• _Goal_
Arrange the listing below as a numbered list of its lines, with blank lines dropped and the pictures left out.

• _Extracted material_
:::::

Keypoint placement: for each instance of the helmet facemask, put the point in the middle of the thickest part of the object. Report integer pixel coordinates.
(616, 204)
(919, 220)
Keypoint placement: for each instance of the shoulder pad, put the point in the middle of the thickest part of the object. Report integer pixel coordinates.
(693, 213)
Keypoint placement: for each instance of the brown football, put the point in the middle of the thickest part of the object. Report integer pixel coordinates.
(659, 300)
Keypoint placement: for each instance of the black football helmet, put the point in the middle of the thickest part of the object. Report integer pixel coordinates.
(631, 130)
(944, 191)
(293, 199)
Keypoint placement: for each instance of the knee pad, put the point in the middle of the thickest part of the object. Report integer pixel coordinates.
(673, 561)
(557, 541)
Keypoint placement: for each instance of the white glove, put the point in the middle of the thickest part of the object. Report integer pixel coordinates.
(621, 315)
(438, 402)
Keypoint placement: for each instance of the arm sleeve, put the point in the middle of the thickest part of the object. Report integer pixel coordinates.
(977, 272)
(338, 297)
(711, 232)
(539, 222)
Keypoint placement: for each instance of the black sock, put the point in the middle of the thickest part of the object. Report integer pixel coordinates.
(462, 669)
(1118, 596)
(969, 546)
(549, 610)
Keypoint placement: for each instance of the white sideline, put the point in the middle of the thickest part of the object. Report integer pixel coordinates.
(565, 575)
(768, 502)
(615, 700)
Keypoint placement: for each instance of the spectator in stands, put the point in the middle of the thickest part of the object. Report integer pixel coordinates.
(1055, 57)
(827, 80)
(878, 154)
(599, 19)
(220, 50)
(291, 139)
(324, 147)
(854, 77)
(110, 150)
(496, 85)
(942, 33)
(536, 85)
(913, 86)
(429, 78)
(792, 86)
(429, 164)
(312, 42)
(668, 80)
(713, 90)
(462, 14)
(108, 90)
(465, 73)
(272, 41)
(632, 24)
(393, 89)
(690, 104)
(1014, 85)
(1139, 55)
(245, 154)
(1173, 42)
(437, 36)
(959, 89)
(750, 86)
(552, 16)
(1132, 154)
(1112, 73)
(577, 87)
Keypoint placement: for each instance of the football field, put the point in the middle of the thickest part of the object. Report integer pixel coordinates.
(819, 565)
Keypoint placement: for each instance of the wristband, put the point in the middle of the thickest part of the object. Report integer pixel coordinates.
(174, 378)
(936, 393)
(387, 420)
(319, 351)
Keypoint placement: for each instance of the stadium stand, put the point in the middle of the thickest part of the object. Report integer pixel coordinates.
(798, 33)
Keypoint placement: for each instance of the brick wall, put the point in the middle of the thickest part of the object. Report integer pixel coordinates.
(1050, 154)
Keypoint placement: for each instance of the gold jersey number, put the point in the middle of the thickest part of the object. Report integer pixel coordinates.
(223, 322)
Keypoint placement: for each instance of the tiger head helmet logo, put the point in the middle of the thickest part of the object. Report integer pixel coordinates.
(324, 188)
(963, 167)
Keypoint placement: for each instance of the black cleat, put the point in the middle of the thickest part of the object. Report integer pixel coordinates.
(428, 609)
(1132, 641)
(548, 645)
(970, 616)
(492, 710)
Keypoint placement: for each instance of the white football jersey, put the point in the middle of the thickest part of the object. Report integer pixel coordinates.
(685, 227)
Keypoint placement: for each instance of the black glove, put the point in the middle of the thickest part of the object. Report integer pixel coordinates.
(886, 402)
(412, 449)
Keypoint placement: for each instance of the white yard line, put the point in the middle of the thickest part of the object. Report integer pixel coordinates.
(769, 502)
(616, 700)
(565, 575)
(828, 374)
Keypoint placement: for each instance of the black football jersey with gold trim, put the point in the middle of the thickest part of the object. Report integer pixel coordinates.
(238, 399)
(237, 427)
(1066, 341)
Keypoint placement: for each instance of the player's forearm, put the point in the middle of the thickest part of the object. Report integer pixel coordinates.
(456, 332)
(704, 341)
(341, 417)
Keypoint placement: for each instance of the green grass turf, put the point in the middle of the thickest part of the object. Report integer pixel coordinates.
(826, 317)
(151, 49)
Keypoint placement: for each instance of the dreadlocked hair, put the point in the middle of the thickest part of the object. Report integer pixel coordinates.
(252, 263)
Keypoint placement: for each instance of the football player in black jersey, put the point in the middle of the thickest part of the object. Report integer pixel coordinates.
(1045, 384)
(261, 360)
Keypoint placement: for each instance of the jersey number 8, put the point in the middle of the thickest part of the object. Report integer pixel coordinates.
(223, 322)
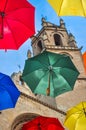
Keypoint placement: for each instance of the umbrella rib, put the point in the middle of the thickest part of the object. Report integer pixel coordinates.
(83, 8)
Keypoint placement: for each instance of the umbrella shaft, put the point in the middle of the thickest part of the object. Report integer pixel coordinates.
(48, 89)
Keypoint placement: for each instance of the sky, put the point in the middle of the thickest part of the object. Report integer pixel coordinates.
(14, 60)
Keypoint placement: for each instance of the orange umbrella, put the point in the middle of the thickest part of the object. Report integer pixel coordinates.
(84, 60)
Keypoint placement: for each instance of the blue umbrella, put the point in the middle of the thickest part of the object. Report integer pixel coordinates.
(8, 92)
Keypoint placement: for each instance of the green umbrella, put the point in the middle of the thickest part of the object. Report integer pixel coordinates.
(50, 74)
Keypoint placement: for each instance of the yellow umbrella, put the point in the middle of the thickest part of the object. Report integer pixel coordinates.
(76, 117)
(69, 7)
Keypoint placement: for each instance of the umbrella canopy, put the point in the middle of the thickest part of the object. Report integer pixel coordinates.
(43, 123)
(50, 74)
(16, 23)
(69, 7)
(76, 117)
(8, 92)
(84, 60)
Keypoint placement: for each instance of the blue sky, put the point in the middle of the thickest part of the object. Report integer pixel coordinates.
(10, 60)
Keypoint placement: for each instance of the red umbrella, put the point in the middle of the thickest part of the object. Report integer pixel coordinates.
(43, 123)
(16, 23)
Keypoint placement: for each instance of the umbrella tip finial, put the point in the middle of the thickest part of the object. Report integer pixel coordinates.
(48, 91)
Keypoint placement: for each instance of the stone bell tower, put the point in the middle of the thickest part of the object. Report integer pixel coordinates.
(56, 39)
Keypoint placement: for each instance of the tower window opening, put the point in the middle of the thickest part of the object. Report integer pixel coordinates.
(40, 45)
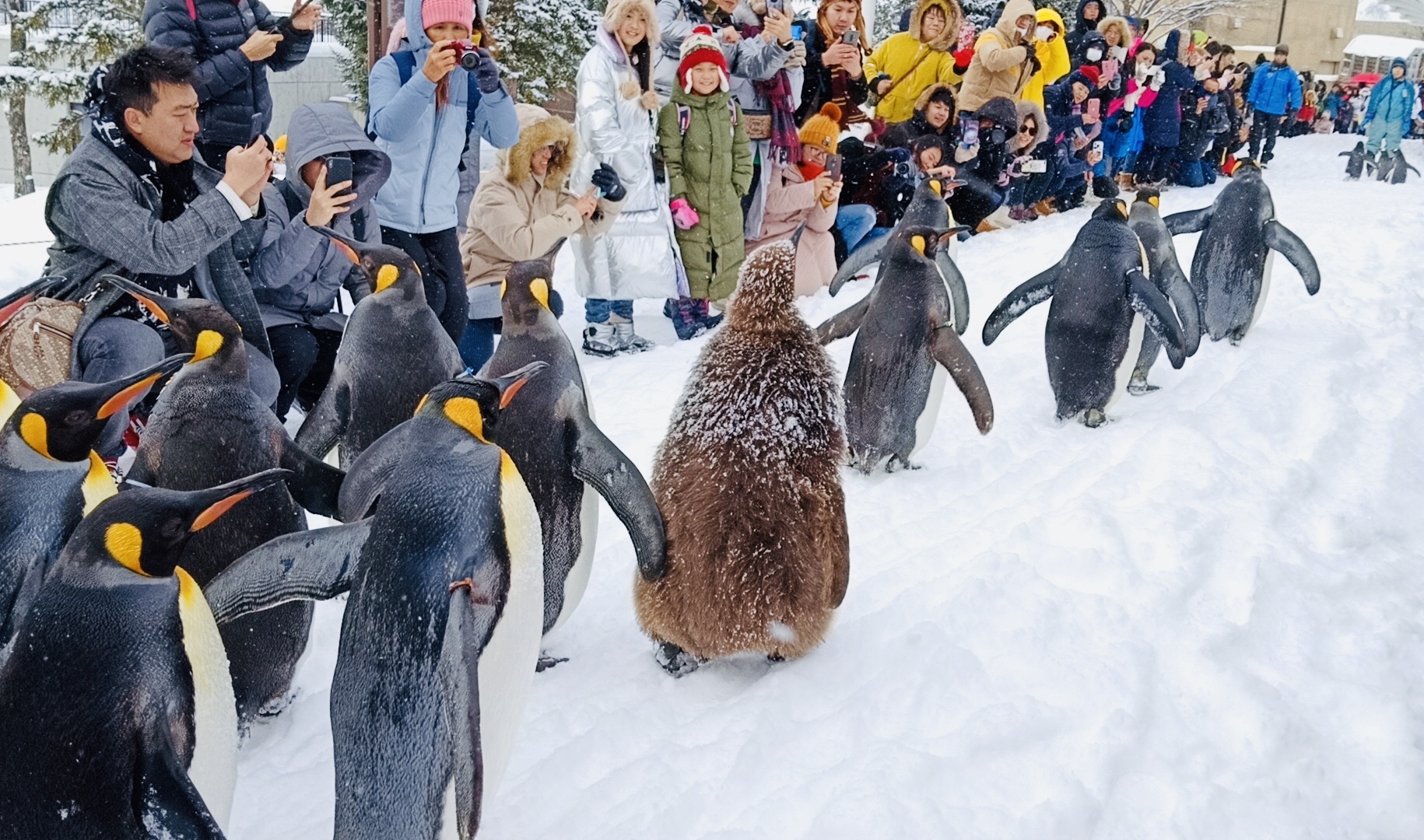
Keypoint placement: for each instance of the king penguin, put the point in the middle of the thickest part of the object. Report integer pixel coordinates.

:::::

• _Exercise answer_
1. Keypoint placement: for each instance of the helmet facemask, put the point in the middle of the thickest part of the object. Report integer pixel coordinates.
2. (616, 204)
3. (919, 220)
4. Keypoint placement: for each instance of the shoulder pad, put the point in the middle of the thickest part of the object. Report integer pixel coordinates.
5. (693, 213)
6. Keypoint placement: for each instance of the brown football, put the point in the middle of the thickest part of the object. Report integer pixel coordinates.
7. (659, 300)
8. Keypoint placement: for each instance of the black football helmet, put the point in the middle of the thickest part of the object. Report integer pixel coordinates.
9. (631, 130)
10. (944, 191)
11. (293, 199)
12. Keypoint placement: for each instance of the knee pad, put the point in the middle of the thickest part of the object. Report integer pixel coordinates.
13. (673, 561)
14. (557, 541)
15. Keypoint placement: for each instance of the white glove, put the point in the middle of the thickest part of the object. Report integer pixel coordinates.
16. (621, 315)
17. (438, 402)
18. Keypoint placement: for each instance of the arm sleeve, put the point in the middle of the thickest part of the object. Report integer pixel coordinates.
19. (977, 272)
20. (338, 297)
21. (711, 232)
22. (539, 222)
23. Keypoint placement: for each instance of the black sock, put the point in the middle of the thickest part of the object. Report integer pixel coordinates.
24. (462, 669)
25. (1118, 596)
26. (969, 546)
27. (549, 610)
28. Keypoint placement: for each instance of the white sideline, put the point in the middle of the thickest part of the object. Report integer pixel coordinates.
29. (565, 575)
30. (768, 502)
31. (615, 700)
32. Keypoint placement: for each instance of the spectator in stands, put the point in the middle of the thickest part of the object. Report integer pixel coordinates.
33. (1055, 57)
34. (827, 80)
35. (878, 154)
36. (599, 19)
37. (220, 50)
38. (291, 139)
39. (324, 147)
40. (854, 77)
41. (110, 150)
42. (496, 85)
43. (942, 33)
44. (536, 85)
45. (913, 86)
46. (429, 78)
47. (792, 86)
48. (429, 164)
49. (312, 42)
50. (668, 80)
51. (713, 90)
52. (462, 14)
53. (108, 90)
54. (465, 73)
55. (272, 41)
56. (632, 24)
57. (393, 89)
58. (690, 104)
59. (1014, 85)
60. (1139, 55)
61. (245, 154)
62. (1173, 42)
63. (437, 36)
64. (959, 89)
65. (750, 86)
66. (552, 16)
67. (1132, 154)
68. (1112, 73)
69. (577, 87)
70. Keypoint placement: for each instance of the football field, put the point in the middle of the thickest part of the object. Report integer pixel coordinates.
71. (819, 565)
72. Keypoint placement: for each instance of the wristband, put the point in the middle of the thickest part of the object. Report integer pixel coordinates.
73. (174, 378)
74. (936, 393)
75. (387, 420)
76. (319, 351)
77. Keypoint placement: for each instance of the stadium stand, put the point in the middle of the thickest part of the object. Report integer pixel coordinates.
78. (798, 33)
79. Keypoint placement: for each instance of the brick wall, put the point in the middle of the thickest part of the object. Report integer pixel coordinates.
80. (1050, 154)
81. Keypoint placement: for each instance of the gold jersey number, put the point in the middle of the thickest part of the object. Report integer pixel coordinates.
82. (223, 322)
83. Keypoint placement: for each instance of the tiger head helmet logo, put the point in the middle of the thickest part of the object. Report integer pixel coordinates.
84. (324, 188)
85. (963, 167)
86. Keypoint placement: for each instance of the black cleat, put the point in the middle of the thickest part of the object. Report integer pixel coordinates.
87. (428, 609)
88. (1132, 641)
89. (548, 645)
90. (970, 616)
91. (492, 710)
92. Keypoint placement: for each instance of the white football jersey, put the point in the middle of the thickest part of the object. Report integer pixel coordinates.
93. (685, 227)
94. Keypoint placement: for each instance of the black glove, put the point in the middle of the thickest part of the object. Report integer pixel coordinates.
95. (886, 402)
96. (412, 449)
97. Keypoint placement: for each instance of the white yard line, put the point in the middle of the thickest part of the object. Report integer pixel coordinates.
98. (769, 502)
99. (616, 700)
100. (565, 575)
101. (828, 374)
102. Keypoint placement: for each instance of the black football jersey with gold trim, put the point in the middle of the thickest part of the object. Report integer pixel coordinates.
103. (238, 399)
104. (237, 427)
105. (1066, 341)
106. Keypoint placement: for each instance of the player's forearm, put the point in the middle of the thickest part of the object. Report integer pixel coordinates.
107. (456, 332)
108. (704, 341)
109. (341, 417)
110. Keypoint placement: for each instance of the green grass turf, put the point in the middle of the thickest part of the object. Report integer pixel coordinates.
111. (826, 317)
112. (151, 49)
113. Keypoint placement: for each instance of the dreadlocked hair, put the point in the middle of the thickest part of the object. Report integer pixel coordinates.
114. (252, 263)
115. Keypoint placement: for each instance of the football player in black jersey, put the point in the middle of the thickest part of the object. Report integer pixel coordinates.
116. (1045, 384)
117. (261, 360)
118. Keypoint placement: for each instance of the jersey number 8, put the point in the middle of the thickest part of the object. Report integer pixel coordinates.
119. (223, 322)
120. Keypoint placement: for each instance of the umbrella rib, put the point in the middle of the thickest part of the object. Report integer pixel coordinates.
121. (83, 8)
122. Keypoint placement: for each instance of the umbrella shaft, put the point in the middle of the thickest part of the object. Report integer pixel coordinates.
123. (48, 89)
124. Keypoint placement: for each instance of the sky, put the point in the middle of the thickest part of the object. Report integer pixel coordinates.
125. (14, 60)
126. Keypoint placement: for each instance of the orange umbrella, put the point in the middle of the thickest part of the object. Report integer pixel coordinates.
127. (84, 60)
128. Keypoint placement: for each instance of the blue umbrella, put the point in the middle of the thickest part of the object. Report integer pixel coordinates.
129. (8, 92)
130. Keypoint placement: for each instance of the green umbrella, put the point in the middle of the thickest part of the object. Report integer pixel coordinates.
131. (50, 74)
132. Keypoint placement: for each instance of the yellow umbrella, put the point in the middle of the thickest part of the object. Report integer pixel coordinates.
133. (76, 117)
134. (69, 7)
135. Keypoint placement: for each instance of the umbrella canopy, put the point in the middle of the thickest part of the object. Report integer pixel coordinates.
136. (43, 123)
137. (50, 74)
138. (16, 23)
139. (69, 7)
140. (76, 117)
141. (8, 92)
142. (84, 60)
143. Keypoint placement: for each instance of the blue sky, put the point in the middle of the thickest part of the object. Report integer pixel coordinates.
144. (10, 60)
145. Keypoint placement: for each instance of the red umbrella, put the point in the middle of the thickest part of the object. Report integer pixel coordinates.
146. (43, 123)
147. (16, 23)
148. Keypoint placement: for each instance of the umbrella tip finial, put the point in the middle of the thickest part of the object. Report integer pixel coordinates.
149. (48, 91)
150. Keypoint placement: for each instance of the stone bell tower, put the point in the middle of the thickest part of the object. Report integer pixel coordinates.
151. (56, 39)
152. Keypoint placement: for each instance of the tower window opening, put the point in the middle of the thickest part of the object. Report integer pixel coordinates.
153. (40, 45)
154. Keypoint placement: for each instance of the king penguin, put the point in the middle of the thickest part of the object. Report integer pixel coordinates.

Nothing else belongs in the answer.